• **The request**:
From the entries below, pull out each line that contains the string "deer", copying it in full. Treat uppercase and lowercase letters as distinct.

****

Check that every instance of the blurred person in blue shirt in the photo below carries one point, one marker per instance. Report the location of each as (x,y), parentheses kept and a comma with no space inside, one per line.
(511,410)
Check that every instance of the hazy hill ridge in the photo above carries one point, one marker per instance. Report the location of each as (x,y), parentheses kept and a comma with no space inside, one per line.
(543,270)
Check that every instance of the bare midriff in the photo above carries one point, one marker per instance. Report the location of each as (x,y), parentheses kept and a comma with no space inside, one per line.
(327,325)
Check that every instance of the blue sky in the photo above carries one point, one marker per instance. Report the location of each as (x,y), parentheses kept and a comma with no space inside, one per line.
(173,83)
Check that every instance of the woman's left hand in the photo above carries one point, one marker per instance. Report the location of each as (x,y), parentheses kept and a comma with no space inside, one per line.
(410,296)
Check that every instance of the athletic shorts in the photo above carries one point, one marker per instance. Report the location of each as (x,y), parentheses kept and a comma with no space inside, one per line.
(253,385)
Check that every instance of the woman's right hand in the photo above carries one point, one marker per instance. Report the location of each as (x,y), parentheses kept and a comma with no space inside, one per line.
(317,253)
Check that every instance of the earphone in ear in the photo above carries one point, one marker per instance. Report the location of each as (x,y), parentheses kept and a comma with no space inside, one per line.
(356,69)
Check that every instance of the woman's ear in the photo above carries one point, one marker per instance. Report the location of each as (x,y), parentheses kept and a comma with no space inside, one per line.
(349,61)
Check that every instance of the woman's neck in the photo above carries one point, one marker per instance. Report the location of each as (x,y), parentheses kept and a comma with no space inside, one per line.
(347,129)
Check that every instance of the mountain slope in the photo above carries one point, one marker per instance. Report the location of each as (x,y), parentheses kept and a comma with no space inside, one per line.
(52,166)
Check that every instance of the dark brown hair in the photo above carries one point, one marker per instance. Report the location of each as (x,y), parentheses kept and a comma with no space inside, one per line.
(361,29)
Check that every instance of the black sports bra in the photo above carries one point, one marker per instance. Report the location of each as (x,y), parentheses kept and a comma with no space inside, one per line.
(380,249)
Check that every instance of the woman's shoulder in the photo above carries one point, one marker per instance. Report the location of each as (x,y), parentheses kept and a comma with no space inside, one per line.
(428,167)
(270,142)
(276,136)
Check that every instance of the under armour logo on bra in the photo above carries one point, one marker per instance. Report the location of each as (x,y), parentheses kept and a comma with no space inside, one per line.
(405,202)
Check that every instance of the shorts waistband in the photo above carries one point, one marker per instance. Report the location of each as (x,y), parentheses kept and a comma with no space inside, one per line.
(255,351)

****

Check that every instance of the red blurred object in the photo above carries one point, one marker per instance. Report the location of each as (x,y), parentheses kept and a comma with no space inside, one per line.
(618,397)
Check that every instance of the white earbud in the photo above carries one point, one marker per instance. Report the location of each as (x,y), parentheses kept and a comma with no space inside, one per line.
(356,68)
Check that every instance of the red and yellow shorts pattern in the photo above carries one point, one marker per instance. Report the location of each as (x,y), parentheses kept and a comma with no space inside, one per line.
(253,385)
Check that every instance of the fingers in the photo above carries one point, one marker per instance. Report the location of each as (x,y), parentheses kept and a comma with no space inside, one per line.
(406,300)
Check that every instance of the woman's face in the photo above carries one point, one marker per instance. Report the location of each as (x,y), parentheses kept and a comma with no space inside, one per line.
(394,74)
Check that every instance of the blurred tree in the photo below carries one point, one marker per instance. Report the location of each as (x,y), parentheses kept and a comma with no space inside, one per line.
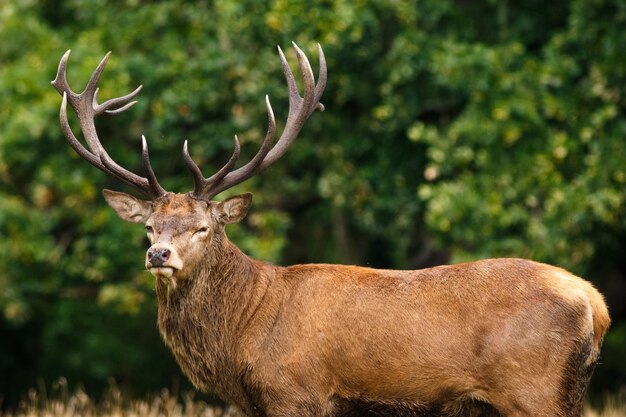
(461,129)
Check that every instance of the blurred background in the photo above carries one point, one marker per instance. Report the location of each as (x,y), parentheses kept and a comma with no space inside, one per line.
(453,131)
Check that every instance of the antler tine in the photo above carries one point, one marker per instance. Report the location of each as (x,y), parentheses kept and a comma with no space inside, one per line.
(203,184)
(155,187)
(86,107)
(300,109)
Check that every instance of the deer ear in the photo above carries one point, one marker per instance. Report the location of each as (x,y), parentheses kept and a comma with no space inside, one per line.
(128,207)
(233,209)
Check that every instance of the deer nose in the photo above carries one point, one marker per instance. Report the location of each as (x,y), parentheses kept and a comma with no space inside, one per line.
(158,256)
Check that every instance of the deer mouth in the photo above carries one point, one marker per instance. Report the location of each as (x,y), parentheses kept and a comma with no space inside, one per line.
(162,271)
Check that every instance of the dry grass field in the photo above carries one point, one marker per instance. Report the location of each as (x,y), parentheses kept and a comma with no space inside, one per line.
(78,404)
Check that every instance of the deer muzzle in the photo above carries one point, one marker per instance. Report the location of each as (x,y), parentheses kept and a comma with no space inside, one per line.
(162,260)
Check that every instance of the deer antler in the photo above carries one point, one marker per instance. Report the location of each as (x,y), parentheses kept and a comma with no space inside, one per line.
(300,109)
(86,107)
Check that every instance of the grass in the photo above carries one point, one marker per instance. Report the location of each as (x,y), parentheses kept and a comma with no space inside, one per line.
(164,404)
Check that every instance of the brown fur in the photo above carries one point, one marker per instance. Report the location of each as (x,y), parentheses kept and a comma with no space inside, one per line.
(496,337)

****

• **Final answer**:
Check that every instance of the deer ear in the photo above carries one point, one marker per instance. Report the location of each as (x,y), parentheses kept and a comma with no space inside, one per line.
Check that every instance of the deer nose in the photo above carries one point, one marker per instance. Report the location of each as (x,y), parentheses kept and a comma with no space inside, one per line.
Check that every instance of the deer mouth in the photo above carries one point, one marker per instance. Report the location of each as (x,y), parentheses kept and a comma with no space inside, one per line.
Check that every instance of the deer muzzle in the photo above carries one point, one marker per instance. Report the location of each as (x,y), parentheses kept and a comma with no space inside, one per line.
Check that every instance of the deer antler in the photo above carries one point, one marker per instance. Report the location of each as (x,y), parentheses kept and a comma with no space inside, one per line.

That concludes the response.